[EXERCISE DIRECTIONS]: Once the line containing "Target: submerged grass" is found in the records below, return it and each following line exactly, up to and including the line containing "Target: aquatic grass", and nothing else.

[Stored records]
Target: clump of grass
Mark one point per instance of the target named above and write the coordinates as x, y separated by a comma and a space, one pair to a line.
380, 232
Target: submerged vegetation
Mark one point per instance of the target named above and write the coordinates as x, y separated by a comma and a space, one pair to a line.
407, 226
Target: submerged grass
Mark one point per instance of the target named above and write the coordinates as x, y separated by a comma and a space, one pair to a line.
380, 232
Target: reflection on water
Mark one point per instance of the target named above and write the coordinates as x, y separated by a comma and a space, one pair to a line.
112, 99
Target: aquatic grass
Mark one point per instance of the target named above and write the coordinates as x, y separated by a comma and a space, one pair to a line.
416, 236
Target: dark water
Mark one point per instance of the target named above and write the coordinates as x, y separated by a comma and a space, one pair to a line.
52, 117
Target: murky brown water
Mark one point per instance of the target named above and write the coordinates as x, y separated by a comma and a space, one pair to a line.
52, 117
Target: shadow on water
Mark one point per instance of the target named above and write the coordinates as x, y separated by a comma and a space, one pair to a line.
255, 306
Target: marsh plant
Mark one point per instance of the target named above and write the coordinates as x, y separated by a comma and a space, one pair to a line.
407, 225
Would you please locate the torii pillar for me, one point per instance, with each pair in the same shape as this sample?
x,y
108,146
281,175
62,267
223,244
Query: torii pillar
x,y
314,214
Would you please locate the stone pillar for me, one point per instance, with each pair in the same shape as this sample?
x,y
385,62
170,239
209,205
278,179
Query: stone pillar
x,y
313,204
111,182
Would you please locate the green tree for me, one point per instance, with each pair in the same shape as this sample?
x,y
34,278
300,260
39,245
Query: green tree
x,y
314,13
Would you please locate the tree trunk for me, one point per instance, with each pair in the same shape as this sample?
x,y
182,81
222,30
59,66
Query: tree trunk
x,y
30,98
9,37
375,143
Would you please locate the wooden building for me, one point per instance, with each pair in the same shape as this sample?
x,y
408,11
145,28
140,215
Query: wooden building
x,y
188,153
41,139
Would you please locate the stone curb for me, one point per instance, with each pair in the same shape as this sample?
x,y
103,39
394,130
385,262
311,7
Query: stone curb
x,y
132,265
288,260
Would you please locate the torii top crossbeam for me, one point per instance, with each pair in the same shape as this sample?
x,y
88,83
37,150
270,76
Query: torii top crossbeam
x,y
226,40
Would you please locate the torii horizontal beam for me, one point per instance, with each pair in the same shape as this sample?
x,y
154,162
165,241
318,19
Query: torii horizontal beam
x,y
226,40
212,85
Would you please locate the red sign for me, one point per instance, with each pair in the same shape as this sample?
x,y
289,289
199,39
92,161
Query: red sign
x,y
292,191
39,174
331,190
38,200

---

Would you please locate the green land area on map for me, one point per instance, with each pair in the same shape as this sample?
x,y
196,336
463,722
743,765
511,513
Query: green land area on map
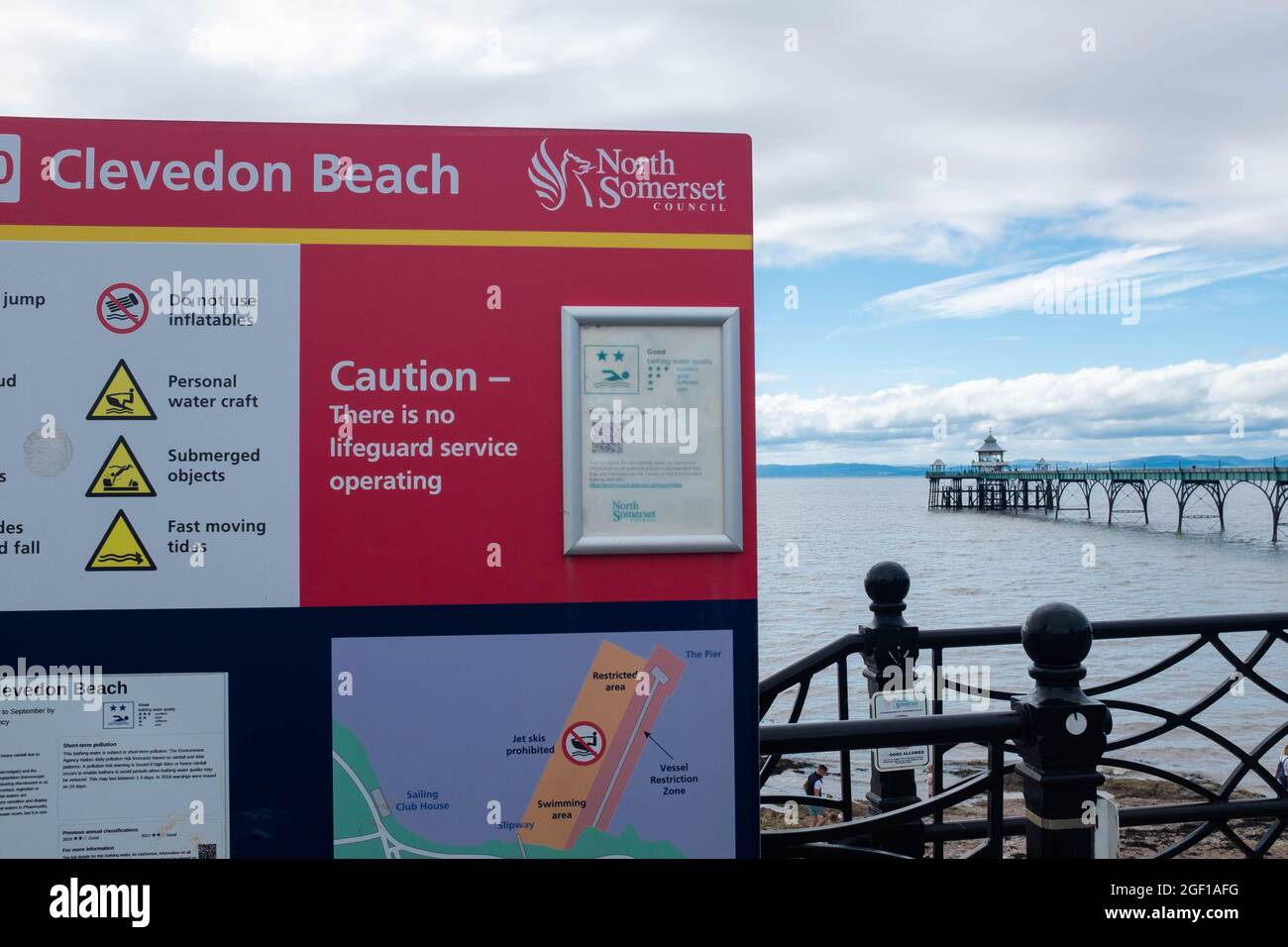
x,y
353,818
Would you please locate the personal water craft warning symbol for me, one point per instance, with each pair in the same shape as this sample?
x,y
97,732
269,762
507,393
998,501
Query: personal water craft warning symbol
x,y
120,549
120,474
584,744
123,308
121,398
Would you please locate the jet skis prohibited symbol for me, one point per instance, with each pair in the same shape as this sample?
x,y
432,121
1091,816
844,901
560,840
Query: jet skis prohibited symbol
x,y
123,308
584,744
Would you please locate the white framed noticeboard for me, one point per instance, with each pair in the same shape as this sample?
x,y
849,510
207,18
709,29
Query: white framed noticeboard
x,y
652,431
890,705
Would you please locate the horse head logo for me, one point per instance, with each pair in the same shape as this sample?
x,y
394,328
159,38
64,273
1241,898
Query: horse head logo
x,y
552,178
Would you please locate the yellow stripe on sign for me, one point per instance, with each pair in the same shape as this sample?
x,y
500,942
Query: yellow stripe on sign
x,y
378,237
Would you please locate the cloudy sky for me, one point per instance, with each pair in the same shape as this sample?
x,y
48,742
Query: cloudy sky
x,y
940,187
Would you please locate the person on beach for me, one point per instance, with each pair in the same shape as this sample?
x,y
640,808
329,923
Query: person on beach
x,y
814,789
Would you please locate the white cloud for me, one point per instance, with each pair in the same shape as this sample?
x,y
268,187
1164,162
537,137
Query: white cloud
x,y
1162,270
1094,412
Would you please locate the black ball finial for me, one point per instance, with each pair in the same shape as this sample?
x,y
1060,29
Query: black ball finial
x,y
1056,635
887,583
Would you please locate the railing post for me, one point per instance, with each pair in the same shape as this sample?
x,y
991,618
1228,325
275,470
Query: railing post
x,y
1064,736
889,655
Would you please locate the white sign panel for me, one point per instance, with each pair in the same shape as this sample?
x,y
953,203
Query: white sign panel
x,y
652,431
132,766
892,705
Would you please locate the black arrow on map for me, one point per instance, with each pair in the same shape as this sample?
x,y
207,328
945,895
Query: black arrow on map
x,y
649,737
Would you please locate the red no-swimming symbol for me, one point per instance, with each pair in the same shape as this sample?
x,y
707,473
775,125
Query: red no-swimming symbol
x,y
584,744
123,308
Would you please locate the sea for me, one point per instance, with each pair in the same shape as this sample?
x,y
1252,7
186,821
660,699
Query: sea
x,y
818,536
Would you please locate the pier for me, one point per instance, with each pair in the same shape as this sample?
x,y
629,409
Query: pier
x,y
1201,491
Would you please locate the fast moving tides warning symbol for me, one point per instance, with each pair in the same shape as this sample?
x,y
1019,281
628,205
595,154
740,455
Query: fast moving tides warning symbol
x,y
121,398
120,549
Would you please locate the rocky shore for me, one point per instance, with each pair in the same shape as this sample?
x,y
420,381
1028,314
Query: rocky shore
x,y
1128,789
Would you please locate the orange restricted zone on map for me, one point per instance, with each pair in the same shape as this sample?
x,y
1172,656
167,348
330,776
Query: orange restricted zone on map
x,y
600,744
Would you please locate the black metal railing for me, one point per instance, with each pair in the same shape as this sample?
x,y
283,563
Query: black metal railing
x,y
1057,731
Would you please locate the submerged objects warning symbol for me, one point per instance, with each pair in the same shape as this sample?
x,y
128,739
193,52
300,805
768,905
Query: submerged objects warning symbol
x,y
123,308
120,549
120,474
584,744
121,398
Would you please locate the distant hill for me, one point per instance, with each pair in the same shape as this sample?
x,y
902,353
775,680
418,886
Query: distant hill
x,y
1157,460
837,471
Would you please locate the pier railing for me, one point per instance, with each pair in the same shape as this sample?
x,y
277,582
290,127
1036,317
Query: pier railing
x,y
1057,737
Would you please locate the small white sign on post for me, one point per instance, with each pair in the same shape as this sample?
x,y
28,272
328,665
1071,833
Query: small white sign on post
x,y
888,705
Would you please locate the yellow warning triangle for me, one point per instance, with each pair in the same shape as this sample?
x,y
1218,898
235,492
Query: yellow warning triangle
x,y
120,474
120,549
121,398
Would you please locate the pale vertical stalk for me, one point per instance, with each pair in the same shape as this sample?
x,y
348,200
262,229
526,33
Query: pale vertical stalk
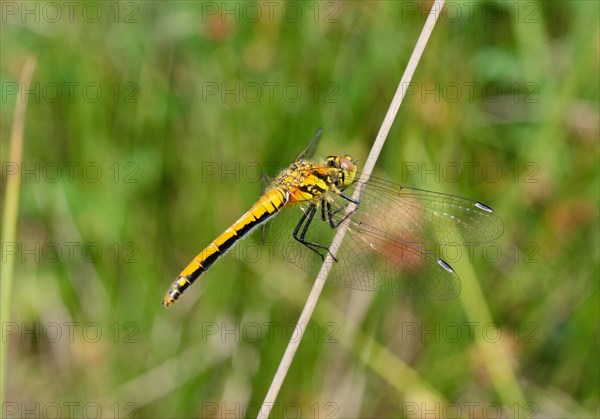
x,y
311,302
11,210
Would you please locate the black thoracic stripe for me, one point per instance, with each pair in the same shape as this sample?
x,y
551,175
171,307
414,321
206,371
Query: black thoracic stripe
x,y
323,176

---

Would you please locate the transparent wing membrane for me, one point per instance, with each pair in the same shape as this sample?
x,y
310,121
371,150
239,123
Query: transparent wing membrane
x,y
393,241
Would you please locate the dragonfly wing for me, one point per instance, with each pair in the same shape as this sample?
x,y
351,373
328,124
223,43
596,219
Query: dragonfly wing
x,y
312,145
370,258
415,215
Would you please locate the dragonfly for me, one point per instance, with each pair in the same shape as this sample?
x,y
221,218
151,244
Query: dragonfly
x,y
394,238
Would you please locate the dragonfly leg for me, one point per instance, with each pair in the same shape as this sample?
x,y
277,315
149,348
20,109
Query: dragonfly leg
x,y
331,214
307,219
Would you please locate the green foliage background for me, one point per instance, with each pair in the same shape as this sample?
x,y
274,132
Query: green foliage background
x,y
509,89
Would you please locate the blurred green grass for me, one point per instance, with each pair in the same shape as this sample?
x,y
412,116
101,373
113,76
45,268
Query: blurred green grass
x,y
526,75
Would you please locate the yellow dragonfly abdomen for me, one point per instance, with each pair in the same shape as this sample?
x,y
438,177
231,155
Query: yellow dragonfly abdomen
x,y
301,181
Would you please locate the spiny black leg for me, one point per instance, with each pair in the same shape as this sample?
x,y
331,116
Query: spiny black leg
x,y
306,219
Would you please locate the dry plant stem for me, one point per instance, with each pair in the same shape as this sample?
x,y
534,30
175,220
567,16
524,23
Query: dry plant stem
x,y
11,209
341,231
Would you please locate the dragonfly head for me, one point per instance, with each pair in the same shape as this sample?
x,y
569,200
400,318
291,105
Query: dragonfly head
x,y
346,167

[ANSWER SPACE]:
Target: submerged grass
Mark one point per instance of the target named above and write the coordinates as x, y separated by a comma and a space, one pair to a line.
380, 232
Target: reflection on water
Mark one point per instance of the target named above and write the coordinates as x, y separated by a comma and a space, one pair to a line.
112, 99
Target: aquatic grass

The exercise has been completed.